- _EXERCISE PROMPT_: Extract each line of the listing below that contains the word "block".

START DATA

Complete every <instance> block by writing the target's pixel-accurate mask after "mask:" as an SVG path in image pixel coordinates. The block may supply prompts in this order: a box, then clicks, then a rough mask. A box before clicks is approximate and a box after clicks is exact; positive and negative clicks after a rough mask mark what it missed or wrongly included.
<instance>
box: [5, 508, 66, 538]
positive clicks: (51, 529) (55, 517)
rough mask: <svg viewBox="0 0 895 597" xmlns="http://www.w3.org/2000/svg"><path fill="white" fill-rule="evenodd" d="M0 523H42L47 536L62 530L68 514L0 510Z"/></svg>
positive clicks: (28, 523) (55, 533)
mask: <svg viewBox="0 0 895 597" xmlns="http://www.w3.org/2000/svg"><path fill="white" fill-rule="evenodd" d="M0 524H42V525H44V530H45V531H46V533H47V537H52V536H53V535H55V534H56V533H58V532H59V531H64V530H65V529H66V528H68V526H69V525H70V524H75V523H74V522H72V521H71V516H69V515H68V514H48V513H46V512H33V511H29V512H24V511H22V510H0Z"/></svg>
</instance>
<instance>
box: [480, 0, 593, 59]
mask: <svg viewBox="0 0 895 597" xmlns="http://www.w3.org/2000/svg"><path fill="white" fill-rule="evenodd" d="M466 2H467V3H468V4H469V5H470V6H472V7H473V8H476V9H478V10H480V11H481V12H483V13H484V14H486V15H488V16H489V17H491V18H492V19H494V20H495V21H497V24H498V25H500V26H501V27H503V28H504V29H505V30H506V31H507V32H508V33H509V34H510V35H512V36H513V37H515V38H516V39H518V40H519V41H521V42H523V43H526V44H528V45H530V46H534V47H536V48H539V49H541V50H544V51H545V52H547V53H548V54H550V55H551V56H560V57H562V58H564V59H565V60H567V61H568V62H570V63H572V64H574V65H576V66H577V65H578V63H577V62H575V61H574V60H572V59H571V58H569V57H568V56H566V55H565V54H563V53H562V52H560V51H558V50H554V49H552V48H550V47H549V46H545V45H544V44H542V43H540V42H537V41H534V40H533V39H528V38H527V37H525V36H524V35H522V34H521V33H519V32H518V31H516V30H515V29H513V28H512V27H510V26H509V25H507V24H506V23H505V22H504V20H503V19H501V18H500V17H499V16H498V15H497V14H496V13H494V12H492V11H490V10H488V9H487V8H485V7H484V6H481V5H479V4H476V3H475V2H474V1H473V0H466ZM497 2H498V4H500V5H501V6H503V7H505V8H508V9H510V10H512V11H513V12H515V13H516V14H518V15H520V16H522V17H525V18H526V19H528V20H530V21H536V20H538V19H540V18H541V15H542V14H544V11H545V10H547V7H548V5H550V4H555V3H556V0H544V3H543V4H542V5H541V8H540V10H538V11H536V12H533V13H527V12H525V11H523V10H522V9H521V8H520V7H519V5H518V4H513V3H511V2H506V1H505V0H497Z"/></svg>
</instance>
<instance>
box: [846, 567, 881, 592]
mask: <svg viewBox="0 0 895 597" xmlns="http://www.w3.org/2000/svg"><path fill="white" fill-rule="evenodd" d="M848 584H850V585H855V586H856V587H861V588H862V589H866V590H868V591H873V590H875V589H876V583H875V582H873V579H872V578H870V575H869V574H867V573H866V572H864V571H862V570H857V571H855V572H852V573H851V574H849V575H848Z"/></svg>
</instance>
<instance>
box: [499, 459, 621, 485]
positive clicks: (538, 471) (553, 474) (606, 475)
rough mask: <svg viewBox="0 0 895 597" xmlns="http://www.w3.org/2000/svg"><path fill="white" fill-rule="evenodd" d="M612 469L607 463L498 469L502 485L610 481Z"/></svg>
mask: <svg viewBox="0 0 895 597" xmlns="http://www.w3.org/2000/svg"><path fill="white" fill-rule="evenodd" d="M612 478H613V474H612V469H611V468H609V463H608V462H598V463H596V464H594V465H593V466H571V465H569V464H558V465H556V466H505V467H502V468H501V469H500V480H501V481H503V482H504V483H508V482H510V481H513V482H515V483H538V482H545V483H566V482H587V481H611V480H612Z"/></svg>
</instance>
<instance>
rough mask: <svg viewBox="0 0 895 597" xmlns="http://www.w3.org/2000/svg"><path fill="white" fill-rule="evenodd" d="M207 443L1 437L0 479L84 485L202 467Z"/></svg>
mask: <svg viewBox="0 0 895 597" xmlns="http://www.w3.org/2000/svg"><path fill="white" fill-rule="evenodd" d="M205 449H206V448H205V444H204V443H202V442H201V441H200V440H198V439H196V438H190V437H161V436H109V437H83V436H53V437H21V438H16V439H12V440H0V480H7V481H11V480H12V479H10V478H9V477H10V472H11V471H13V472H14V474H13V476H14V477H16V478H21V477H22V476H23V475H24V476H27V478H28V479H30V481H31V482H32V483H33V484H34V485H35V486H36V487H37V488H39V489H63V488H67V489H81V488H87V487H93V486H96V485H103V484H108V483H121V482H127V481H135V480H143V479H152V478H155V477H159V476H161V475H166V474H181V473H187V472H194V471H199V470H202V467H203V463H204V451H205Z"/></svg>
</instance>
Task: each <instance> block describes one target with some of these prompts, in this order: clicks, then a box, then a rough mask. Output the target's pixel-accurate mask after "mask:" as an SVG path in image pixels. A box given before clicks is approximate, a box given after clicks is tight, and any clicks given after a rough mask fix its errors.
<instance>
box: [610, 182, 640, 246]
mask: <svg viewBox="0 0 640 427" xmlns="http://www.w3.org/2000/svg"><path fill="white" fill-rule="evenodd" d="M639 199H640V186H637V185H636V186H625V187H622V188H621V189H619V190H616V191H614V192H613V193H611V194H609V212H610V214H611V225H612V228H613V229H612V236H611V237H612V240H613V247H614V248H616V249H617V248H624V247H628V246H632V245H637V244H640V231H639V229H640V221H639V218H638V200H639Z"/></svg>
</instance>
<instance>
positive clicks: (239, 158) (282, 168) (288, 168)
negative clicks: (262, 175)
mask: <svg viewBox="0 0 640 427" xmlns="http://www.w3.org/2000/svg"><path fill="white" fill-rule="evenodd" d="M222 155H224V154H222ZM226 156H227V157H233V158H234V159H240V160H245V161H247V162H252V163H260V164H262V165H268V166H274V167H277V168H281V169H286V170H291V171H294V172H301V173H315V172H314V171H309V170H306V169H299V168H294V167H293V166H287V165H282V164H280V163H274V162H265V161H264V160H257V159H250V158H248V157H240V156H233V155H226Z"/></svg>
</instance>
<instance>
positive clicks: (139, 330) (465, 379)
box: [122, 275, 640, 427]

END DATA

- _OUTPUT FOR THIS EXERCISE_:
Complete every <instance> block by writing the target's pixel-accurate mask after "mask:" as an SVG path in image pixel coordinates. The block may supply prompts in this order: a box, then clicks, then a rough mask. A box before clicks is approximate and a box after clicks is exact; positive and negative clicks after a rough mask mark what it missed or wrongly included.
Task: each <instance> block describes one target with some of these prompts, in this order: clicks, then a box, then a rough mask. Output the target's pixel-accurate mask after "mask:" as an SVG path in image pixels. A box given before clicks is approximate, a box given after clicks is tight, and any clicks given after a rough mask fix its errors.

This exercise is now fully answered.